Locate every line in the listing below that contains the word "window", and copy each of those lines.

▼

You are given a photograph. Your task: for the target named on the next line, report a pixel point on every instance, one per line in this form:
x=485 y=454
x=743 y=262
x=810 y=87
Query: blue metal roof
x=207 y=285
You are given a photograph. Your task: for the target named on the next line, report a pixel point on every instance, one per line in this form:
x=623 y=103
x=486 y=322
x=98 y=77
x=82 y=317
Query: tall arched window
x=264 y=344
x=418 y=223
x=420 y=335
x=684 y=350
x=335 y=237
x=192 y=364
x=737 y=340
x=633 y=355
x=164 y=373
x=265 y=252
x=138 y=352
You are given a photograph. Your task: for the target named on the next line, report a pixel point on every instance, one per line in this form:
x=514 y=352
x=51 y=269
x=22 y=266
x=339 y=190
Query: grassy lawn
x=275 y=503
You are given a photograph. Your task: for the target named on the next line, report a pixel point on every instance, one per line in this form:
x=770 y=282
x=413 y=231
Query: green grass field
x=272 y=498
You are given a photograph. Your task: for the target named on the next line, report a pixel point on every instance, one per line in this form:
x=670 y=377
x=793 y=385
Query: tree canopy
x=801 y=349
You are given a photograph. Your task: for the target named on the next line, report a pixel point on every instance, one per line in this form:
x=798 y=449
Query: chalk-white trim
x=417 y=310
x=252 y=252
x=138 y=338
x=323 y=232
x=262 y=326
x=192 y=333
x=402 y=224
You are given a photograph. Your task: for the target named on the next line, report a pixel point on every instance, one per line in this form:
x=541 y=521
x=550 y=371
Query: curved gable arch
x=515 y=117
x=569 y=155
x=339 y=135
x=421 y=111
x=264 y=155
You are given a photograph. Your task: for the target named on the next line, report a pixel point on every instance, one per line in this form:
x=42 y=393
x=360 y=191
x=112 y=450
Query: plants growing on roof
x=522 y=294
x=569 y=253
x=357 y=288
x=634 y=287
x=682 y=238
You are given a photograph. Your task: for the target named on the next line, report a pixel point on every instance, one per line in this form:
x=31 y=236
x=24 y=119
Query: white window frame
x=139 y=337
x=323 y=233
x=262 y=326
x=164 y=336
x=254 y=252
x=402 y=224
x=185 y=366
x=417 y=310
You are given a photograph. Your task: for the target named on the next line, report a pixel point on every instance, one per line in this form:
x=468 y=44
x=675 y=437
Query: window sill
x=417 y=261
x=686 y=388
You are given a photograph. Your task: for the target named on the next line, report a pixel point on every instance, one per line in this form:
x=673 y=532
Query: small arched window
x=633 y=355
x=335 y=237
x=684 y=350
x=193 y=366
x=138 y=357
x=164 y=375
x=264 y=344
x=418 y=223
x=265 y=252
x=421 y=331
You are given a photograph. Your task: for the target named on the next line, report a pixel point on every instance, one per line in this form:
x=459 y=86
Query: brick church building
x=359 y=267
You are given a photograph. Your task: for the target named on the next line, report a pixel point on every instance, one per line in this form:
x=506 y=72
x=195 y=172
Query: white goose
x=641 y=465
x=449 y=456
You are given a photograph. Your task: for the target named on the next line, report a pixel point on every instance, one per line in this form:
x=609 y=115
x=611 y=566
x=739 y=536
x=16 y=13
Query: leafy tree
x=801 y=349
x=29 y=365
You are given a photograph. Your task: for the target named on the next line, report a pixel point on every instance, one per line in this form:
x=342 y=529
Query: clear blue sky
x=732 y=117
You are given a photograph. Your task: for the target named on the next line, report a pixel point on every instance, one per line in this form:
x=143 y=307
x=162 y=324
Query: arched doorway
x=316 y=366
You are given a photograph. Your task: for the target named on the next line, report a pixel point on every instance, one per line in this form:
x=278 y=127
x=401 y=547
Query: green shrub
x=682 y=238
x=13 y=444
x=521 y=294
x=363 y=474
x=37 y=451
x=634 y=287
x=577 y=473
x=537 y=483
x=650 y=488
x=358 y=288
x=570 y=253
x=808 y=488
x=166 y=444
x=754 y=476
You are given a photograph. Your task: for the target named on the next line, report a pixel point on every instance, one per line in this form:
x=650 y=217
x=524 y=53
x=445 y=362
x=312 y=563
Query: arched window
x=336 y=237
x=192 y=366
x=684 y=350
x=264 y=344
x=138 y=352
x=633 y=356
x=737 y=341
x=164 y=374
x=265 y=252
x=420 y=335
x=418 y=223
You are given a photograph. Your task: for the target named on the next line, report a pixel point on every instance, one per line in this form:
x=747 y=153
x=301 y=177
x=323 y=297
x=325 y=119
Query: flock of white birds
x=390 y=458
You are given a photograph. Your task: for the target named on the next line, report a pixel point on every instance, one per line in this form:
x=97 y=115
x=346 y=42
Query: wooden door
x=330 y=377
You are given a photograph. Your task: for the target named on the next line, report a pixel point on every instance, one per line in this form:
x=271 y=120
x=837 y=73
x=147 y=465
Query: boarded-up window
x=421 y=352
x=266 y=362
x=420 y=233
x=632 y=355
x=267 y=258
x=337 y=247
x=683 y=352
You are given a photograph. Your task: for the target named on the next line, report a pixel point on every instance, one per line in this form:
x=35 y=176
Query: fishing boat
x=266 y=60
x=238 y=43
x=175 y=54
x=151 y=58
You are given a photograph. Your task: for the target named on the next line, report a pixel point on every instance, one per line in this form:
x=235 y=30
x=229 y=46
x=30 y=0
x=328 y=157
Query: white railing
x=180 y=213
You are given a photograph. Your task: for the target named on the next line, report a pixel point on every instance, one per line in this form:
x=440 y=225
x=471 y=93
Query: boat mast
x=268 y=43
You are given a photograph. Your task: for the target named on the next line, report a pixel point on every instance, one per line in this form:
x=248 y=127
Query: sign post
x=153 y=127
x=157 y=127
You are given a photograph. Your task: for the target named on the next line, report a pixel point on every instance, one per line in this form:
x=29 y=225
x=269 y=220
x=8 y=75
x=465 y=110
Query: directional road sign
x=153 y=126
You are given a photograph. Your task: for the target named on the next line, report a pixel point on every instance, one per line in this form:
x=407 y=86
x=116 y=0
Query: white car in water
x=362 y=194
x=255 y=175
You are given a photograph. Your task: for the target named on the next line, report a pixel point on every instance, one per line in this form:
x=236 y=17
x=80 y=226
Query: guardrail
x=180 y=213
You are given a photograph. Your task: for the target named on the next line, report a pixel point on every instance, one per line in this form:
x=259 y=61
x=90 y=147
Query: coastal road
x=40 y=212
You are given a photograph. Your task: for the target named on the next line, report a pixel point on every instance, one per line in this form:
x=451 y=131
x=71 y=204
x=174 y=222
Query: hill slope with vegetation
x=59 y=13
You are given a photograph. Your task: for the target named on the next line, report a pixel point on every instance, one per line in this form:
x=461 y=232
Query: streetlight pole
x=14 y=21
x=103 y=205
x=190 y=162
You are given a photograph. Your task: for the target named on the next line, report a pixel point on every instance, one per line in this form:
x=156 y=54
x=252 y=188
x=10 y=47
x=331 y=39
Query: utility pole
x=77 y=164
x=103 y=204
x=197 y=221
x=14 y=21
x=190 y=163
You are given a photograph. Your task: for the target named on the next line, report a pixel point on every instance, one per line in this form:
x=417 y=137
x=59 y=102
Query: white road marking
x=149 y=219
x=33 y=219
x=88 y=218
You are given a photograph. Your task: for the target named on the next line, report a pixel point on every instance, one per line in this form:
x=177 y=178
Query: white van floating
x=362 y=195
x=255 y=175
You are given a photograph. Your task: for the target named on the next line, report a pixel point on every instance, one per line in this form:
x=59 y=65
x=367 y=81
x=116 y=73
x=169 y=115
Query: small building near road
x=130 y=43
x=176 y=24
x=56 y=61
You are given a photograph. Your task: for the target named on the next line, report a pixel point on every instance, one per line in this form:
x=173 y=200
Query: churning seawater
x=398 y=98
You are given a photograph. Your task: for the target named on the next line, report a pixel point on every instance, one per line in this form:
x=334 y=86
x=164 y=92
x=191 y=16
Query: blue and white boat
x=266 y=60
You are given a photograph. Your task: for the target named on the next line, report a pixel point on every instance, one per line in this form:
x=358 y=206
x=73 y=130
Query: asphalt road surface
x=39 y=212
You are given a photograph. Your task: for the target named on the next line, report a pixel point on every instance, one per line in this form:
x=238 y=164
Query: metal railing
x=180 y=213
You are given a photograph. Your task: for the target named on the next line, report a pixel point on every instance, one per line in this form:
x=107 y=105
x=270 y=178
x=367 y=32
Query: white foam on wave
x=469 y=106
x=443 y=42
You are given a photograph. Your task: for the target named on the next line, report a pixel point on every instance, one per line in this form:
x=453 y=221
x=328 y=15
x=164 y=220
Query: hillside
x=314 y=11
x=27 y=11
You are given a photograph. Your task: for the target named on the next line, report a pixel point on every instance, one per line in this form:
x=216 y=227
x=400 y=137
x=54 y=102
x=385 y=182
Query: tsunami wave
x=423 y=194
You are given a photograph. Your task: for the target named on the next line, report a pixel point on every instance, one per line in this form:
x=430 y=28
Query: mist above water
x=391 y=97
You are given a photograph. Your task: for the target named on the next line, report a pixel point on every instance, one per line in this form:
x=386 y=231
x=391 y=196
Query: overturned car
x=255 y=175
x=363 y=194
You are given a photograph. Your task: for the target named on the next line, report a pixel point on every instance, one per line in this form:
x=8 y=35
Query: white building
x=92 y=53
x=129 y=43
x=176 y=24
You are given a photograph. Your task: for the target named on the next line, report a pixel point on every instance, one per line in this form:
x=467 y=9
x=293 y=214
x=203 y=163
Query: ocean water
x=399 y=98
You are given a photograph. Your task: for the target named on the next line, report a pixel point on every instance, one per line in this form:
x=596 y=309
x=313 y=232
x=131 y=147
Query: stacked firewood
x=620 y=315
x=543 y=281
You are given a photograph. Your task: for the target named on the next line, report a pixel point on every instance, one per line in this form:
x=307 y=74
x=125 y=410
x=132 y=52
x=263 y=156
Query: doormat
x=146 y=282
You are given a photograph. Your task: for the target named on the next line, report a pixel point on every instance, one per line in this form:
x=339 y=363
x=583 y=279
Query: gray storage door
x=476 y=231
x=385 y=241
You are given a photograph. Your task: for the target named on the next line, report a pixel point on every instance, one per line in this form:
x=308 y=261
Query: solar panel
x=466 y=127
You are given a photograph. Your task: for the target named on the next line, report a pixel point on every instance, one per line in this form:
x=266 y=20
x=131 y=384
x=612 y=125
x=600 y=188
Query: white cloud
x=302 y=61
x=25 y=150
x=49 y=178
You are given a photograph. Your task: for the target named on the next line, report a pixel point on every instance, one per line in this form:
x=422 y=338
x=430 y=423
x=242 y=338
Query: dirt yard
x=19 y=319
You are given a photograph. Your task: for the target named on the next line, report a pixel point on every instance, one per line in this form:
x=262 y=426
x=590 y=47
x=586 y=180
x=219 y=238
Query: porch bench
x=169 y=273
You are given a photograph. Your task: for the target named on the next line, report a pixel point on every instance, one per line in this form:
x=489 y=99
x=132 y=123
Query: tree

▲

» **ANSWER TO THIS PROBLEM**
Query: tall arched window
Query: white window frame
Query: window sill
Query: small arched window
Query: arched window
Query: boarded-up window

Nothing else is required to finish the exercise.